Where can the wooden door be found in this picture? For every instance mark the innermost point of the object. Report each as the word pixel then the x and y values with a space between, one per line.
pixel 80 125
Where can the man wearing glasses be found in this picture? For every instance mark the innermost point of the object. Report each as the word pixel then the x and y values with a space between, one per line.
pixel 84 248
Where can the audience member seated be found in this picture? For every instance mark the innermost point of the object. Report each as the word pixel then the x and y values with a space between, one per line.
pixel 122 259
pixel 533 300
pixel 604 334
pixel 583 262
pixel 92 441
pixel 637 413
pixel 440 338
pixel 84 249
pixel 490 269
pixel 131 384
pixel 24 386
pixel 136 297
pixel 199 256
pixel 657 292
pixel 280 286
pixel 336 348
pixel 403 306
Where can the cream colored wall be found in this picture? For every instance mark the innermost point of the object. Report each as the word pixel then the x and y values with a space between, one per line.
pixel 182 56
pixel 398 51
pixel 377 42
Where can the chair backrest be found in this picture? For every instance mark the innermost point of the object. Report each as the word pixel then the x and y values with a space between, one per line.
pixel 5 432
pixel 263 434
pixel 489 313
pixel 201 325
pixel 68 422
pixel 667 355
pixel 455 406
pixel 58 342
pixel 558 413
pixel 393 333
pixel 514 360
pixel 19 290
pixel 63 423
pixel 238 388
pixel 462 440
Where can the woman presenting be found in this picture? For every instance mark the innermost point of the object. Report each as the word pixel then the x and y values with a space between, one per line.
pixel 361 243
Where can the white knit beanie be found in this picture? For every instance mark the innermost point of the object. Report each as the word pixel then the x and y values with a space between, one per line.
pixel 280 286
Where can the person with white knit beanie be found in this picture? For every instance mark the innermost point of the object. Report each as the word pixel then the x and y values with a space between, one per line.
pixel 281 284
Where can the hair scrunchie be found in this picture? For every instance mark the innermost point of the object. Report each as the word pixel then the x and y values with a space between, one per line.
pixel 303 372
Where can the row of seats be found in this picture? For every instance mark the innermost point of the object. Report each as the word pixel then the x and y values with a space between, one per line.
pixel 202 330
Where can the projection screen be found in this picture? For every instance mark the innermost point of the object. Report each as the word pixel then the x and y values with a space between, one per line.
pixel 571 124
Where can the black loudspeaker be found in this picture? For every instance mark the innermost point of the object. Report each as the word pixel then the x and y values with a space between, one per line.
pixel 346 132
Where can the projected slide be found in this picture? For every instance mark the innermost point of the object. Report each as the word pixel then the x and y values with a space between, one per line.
--
§ Problem requirements: Transcribe all of the data above verbatim, line by line.

§ Complete answer:
Where can the wooden door be found in this picture? For every instance mark the innermost point of the object. Report each as the word pixel then the x and y values with a space between, one per line.
pixel 80 125
Where can the man wearing glasses be found in this picture? For every instance mark the innermost point of the object. Report each as the word pixel then the x and y values with a space between, one per line.
pixel 84 248
Where can the audience member seated be found in this picture? For every instance mark the innermost point of the object. Report each as the word pixel then the x and y values with a space between, one per line.
pixel 122 259
pixel 533 300
pixel 604 334
pixel 583 262
pixel 92 441
pixel 637 413
pixel 440 338
pixel 84 249
pixel 490 269
pixel 131 384
pixel 24 386
pixel 136 297
pixel 199 256
pixel 657 292
pixel 280 286
pixel 336 348
pixel 403 306
Where can the cream colored wall be found in this picture? For every instance mark the innermost point of the object. Report each as the word pixel then the x and y values with a space between, one per line.
pixel 182 56
pixel 398 51
pixel 377 42
Where can the chair backrest be found in this picture? For every instance mark the innermost point of the object. Report each as the word pixel then the x and y values with a space between, one per line.
pixel 5 432
pixel 263 434
pixel 489 313
pixel 201 325
pixel 68 422
pixel 667 355
pixel 455 406
pixel 58 342
pixel 558 413
pixel 393 333
pixel 514 360
pixel 19 290
pixel 63 423
pixel 238 388
pixel 462 440
Where can the woman presenting be found in this picture? For every instance mark the innermost point of the object. Report each as the word pixel then the x and y values with a space between, one per line.
pixel 361 243
Where can the white knit beanie be found in this picture? For every instance mark the innermost point of the object. Report each as the word pixel then the x and y values with a space between, one per line.
pixel 280 286
Where can the person with white knit beanie be found in this picture? For every instance mark the innermost point of the object. Report each as the word pixel then the x and y values with a space between, one per line.
pixel 281 284
Where can the hair scrunchie be found in this picture? For every instance mark the innermost point of the object. Report each as the word pixel then the x and y values with a space between, one per line.
pixel 303 372
Where can the row of seats be found in this picture? For every instance mark the innermost point of the object. Report each as the word pixel then the x and y values with a space between, one per line.
pixel 202 330
Where can the projection screen be found in this picture? For every instance mark the innermost point of the object. Report each as the word pixel then the x and y values with a space between, one per line.
pixel 571 124
Where can the black loudspeaker be found in this picture? For every instance mark the innermost point of the object. Report each as the word pixel then the x and y values with a space between, one per line.
pixel 346 132
Where can the projected slide be found in this picture? For every instance mark the innermost point of the object. Report each as the word pixel then the x and y values with a space between, one per line.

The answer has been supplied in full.